**Testo:**
◆ ◆ ◆ ◆ ◆

L’estate è stata considerata una sorta di tregua che invece, ma si poteva intuire, il virus non ci ha concesso, anche per via dei comportamenti collettivi. Ma quella tregua pare non abbia neppure consentito di utilizzare quelle settimane per concertare con le Istituzioni locali e le forze sociali un piano di contrasto a quella seconda ondata che purtroppo era gia’ in corso e ci conduceva verso la terza, quella che abbiamo di fronte, quella più pericolosa.
Ed ecco che non si è riusciti ad affrontare come meritavano i limiti mostrati in primavera da questo, pur esemplare per certi versi, sistema sanitario e le conseguenze di un federalismo sanitario che mostrava vistosi punti deboli bisognosi di rapide correzioni da realizzare assieme ai poteri decentrati. Se guardiamo ai problemi attuali che si infittiscono con l’arrivo della stagione più a rischio, comprendiamo che i giorni di scontri e discussioni esasperate per correre dietro ai must mediatici del referendum o del decreto Salvini, che pure meritava una profonda modifica, potevano essere gestiti meglio concentrandosi prioritariamente sulla questione sanità. Si è perfino perso del tempo a stigmatizzare il folklore miserabile dei negazionisti che si sono rivelati per quello che erano, una parodia insignificante e sballata del Don Ferrante manzoniano che negava l’esistenza della epidemia perché non… si vedeva.
Ma anche in Europa constatiamo che ogni Paese cerca di risolvere l’assalto del Covid 19 ognuno a modo suo, come se si trattasse di una drammatica gara in cui si è soli e non invece uniti su un percorso da affrontare assemblando il meglio della ricerca e della produzione farmaceutica europea. L’Europa appare come un gigante in ginocchio quando invece potrebbe essere un grande laboratorio di progetti sanitari, sociali ed economici comuni.

◆ ◆ ◆ ◆ ◆

[Dati di puntamento delle regioni]
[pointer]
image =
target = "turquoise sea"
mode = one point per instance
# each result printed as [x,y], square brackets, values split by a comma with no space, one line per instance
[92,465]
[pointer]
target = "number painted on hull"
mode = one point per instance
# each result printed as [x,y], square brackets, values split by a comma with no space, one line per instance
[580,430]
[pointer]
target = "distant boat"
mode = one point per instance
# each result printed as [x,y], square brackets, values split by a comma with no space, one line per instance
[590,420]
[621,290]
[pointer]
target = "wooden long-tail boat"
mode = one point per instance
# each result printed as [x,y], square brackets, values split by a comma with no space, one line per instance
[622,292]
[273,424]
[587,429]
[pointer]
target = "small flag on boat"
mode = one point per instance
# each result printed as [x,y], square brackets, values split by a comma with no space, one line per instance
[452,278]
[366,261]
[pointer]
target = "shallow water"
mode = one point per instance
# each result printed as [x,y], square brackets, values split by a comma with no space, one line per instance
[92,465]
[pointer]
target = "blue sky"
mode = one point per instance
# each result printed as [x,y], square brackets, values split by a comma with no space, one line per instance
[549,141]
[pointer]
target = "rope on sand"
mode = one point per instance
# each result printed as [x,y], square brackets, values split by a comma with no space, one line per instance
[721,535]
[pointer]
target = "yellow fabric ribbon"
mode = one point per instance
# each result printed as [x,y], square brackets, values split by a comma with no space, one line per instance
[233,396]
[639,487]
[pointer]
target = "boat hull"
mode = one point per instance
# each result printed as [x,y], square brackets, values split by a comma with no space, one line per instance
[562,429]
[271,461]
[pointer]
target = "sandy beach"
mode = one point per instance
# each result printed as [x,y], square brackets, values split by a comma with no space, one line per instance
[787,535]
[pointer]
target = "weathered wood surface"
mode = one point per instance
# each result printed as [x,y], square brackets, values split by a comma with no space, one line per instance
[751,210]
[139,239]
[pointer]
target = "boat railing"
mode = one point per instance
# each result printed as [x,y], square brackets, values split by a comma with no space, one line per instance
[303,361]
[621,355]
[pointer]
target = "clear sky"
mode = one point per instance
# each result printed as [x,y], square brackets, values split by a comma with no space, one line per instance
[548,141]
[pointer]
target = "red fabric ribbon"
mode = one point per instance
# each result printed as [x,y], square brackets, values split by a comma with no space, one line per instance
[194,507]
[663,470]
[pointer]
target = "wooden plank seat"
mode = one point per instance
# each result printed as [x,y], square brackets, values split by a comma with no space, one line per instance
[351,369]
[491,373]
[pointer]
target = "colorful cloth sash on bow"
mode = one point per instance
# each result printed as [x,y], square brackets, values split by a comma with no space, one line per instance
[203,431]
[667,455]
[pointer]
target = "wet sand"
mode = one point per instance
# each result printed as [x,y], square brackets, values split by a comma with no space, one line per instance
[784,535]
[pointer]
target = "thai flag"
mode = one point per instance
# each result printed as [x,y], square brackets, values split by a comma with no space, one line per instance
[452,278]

◆ ◆ ◆ ◆ ◆

**Istruzioni:**
A. Riscrivi in forma più breve il paragrafo del testo che comincia con «Ed ecco che non si è riusciti», conservandone i fatti principali.
B. Traduci in inglese questa frase del testo: «L’Europa appare come un gigante in ginocchio quando invece potrebbe essere un grande laboratorio di progetti sanitari, sociali ed economici comuni.»
C. Riprendi il testo sulla pandemia di Covid 19 e proseguilo dopo la sua ultima frase.

**Risposte attese:**
A. Non si sono affrontati come meritavano i limiti emersi in primavera nel sistema sanitario né i punti deboli del federalismo sanitario, che andavano corretti rapidamente insieme ai poteri decentrati. I giorni passati a scontrarsi sul referendum e sul decreto Salvini, che pure andava modificato a fondo, potevano essere gestiti meglio dando priorità alla sanità. Si è perso tempo anche a condannare i negazionisti, una parodia del Don Ferrante manzoniano.

B. Europe looks like a giant on its knees, when it could instead be a great laboratory of shared health, social and economic projects.

C.
Ci sono poi troppi interrogativi che da noi pesano: il rapporto Stati-regioni, il ruolo dei medici di famiglia, le priorità da garantire per le vaccinazioni e il sostegno alle fasce più deboli e fragili come gli anziani, per evitare nuove stragi come in primavera, la sicurezza sul lavoro che non va mai messa fra parentesi, la situazione delle regioni meridionali. E soprattutto la sorte delle attività produttive se il virus continua a manifestare la sua insidiosa contagiosità. Su questo piano il tema sanità e quello economia dovrebbero coincidere. La sanità è economia, la migliore possibile in momenti tanti complicati come questo. Ma non si possono fare progressi in questa direzione se ad esempio la Confindustria adotta ancora e sempre vecchi schemi di comportamento e giudizio come ha dimostrato di fare sui rinnovi contrattuali. Quella visione dell’economia come terreno di scontro per affermare pregiudiziali anacronistiche, a protezioni di egoismi inconcepibili e dannosi (anche per il ritorno alla crescita interna necessaria per scongiurare chiusure e perdite di posti di lavoro), appare un ostacolo alla necessità di guardare avanti con la determinazione, lungimiranza e coesione indispensabili.
Si è ripetuto tante volte che la pandemia era anche una occasione per cambiare. Ma il cambiamento non è un’ora X, si costruisce con pazienza, con il dialogo, con la capacità di riconoscersi come interlocutori, di modificare le proprie intransigenze. Le forze sociali possono molto in questa direzione. E potrebbero anticipare la politica nell’indicare la direzione di marcia che eviti il collasso economico e produttivo, salvaguardando nel concreto il valore di una solidarietà che realizza dignità nel lavoro e nella convivenza civile. Un concetto che abbiamo letto con grande forza etica nella ultima Enciclica di Papa Francesco con una annotazione che potrebbe essere davvero preziosa: la vera saggezza è quella che sa riconoscere la realtà. Ed è con la realtà, sia pure dura e difficile, che dobbiamo confrontarci senza timori. E’ la migliore tradizione del riformismo che ce lo ricorda. Ma che non abbiamo nessuna intenzione di far cadere.